+++ MATERIAL PROVIDED

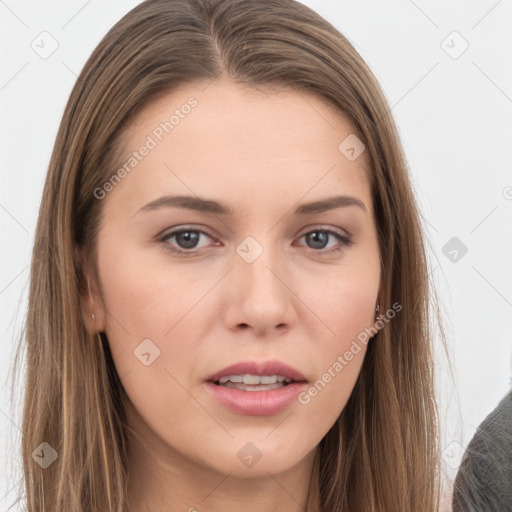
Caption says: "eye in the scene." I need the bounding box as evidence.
[159,228,353,255]
[160,228,217,253]
[300,228,353,255]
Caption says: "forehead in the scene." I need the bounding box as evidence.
[107,81,370,215]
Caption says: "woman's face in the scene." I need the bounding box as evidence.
[85,81,380,477]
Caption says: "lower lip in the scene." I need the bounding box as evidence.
[205,382,307,416]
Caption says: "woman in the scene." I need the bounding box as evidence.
[13,0,448,512]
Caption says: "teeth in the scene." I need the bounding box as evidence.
[219,373,292,385]
[221,382,284,391]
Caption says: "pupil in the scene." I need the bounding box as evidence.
[308,231,328,249]
[176,231,199,249]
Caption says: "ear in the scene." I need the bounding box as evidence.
[75,246,105,334]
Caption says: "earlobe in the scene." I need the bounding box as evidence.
[75,247,105,334]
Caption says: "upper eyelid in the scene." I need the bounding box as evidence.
[158,224,352,243]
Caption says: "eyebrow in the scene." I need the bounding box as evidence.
[136,195,367,217]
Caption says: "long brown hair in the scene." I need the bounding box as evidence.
[10,0,446,512]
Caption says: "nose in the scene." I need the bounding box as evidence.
[226,242,297,337]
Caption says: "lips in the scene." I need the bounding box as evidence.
[206,360,307,384]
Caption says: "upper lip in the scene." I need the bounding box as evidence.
[206,360,306,382]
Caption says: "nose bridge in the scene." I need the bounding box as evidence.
[236,231,283,293]
[232,230,292,332]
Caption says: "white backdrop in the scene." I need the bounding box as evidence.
[0,0,512,511]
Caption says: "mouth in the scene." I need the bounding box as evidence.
[205,361,308,416]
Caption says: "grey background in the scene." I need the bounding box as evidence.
[0,0,512,511]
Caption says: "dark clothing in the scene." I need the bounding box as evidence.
[452,390,512,512]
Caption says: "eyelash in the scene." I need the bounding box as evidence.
[158,228,354,255]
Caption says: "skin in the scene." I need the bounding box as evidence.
[78,80,380,512]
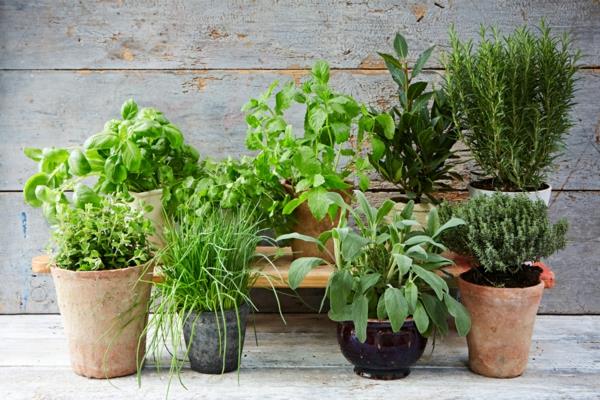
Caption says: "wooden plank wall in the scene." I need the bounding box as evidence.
[0,0,600,314]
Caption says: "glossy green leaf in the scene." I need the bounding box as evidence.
[352,295,369,343]
[23,172,49,207]
[68,149,92,176]
[394,33,408,58]
[413,301,429,334]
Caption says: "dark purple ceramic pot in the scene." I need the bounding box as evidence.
[337,320,427,380]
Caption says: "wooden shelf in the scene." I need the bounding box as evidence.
[31,246,555,289]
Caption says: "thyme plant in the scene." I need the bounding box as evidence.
[444,21,580,191]
[440,194,568,284]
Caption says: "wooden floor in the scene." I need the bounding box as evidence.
[0,314,600,400]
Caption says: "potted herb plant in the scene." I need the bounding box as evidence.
[143,202,272,394]
[51,198,152,378]
[243,61,371,261]
[24,99,199,242]
[440,194,567,378]
[445,22,580,204]
[369,33,461,225]
[283,191,470,379]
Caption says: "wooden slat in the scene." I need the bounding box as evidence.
[0,0,600,69]
[0,314,600,400]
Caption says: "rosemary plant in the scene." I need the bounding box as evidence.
[445,21,580,191]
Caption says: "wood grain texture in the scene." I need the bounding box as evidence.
[0,70,600,190]
[0,0,600,69]
[0,314,600,400]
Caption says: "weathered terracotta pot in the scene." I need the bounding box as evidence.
[458,275,544,378]
[52,266,152,378]
[286,185,351,263]
[130,189,165,248]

++++++

* [TASK OBJECTIVE]: Reproduce the whole listing above word for word, leaving out the pictures.

* [SOLUTION FOR THIS EXERCISE]:
Caption says: "eye in the scene." I need the bounding box as evidence.
[159,228,353,255]
[160,228,217,253]
[300,228,353,255]
Caption says: "forehead in the scene." I need the bounding box as evidence.
[107,81,370,215]
Caption says: "woman's face in the scene." I need the bounding box as evidence.
[85,81,380,477]
Caption says: "lower lip in the scene." I need the bounding box as evidence.
[205,382,307,416]
Caption says: "woman in the scene." I need the bounding box as evidence.
[13,0,448,512]
Caption says: "teeth in the scene." I need the bounding box as evidence.
[219,373,292,385]
[221,382,284,391]
Caption says: "pupil in the scene." I need the bounding box as evidence.
[308,231,328,249]
[176,231,199,249]
Caption says: "ear in the scene." I need the bounding box as evidence.
[75,246,105,334]
Caption says: "earlobe in the scene." I need the bounding box as evidence.
[75,247,105,334]
Caption says: "upper eyelid in the scene." I need the bounding box as evidence.
[158,224,352,243]
Caption says: "eyebrow in the scene." I need the bounding box as evidence.
[136,195,367,217]
Caption says: "long brown hair in the scene." I need the bounding box as evidence.
[10,0,446,512]
Caption says: "nose in the scene." I need the bounding box as evidence.
[226,242,297,337]
Caption says: "lips in the scene." I need the bounding box as evidence.
[206,360,307,384]
Caption says: "upper lip in the scene." I need the bounding box as evidence.
[206,360,306,382]
Caption says: "nose bridge in the scene." I need the bounding box as evidence.
[236,231,283,293]
[232,230,292,332]
Caption says: "white backdrop in the scene." I need the bounding box as evidence.
[0,0,512,511]
Caption says: "mouth in the scene." I need the bounding box as evidence.
[205,361,308,416]
Caption says: "grey background in the scene." I need the bounding box as evidence.
[0,0,512,511]
Caption says: "dark clothing in the scene." I need the bounding box as evidence.
[452,390,512,512]
Caption says: "eyelash in the scene." I need the bounding box as evidence.
[158,228,354,255]
Caption says: "skin in the scene." I need the bounding box as evidence.
[78,80,380,512]
Caption says: "wooden plank wall in the scene." I need the bounding box as evidence.
[0,0,600,314]
Caption says: "glossy green leaf in the scene." I need the bounding box as evidence.
[352,295,369,343]
[23,172,49,207]
[68,149,92,176]
[394,33,408,58]
[413,301,429,334]
Caption says: "dark purple ceramic pot in the scene." I need the bounding box as evidence.
[337,320,427,380]
Caption says: "wooden shelf in the scene." I need the bounding box as evidence.
[31,246,555,289]
Caption says: "thyme plant in the scene." I need the bounding box as evidence.
[444,21,580,191]
[440,194,568,284]
Caption says: "wooden floor in the scene." I need the bounding box as evidence.
[0,314,600,400]
Caption says: "potted herb plant in the scene." I need the bounding box as evidence.
[143,202,272,394]
[51,198,152,378]
[243,61,371,261]
[24,99,199,242]
[440,194,567,378]
[445,22,580,204]
[369,33,461,225]
[283,191,470,379]
Caption says: "wooden slat in the scene." I need the bounding box as evidence.
[0,0,600,69]
[0,314,600,400]
Caption says: "rosemary plant in the scene." I need the bounding box as evidence.
[445,21,580,191]
Caption says: "wood grain texture in the scene." I need the bounding box as evidence.
[0,70,600,190]
[0,0,600,69]
[0,314,600,400]
Caption says: "weathered terracotta pot in the scene." I need the bounding box as evidence.
[458,275,544,378]
[52,266,152,378]
[286,185,351,263]
[130,189,165,248]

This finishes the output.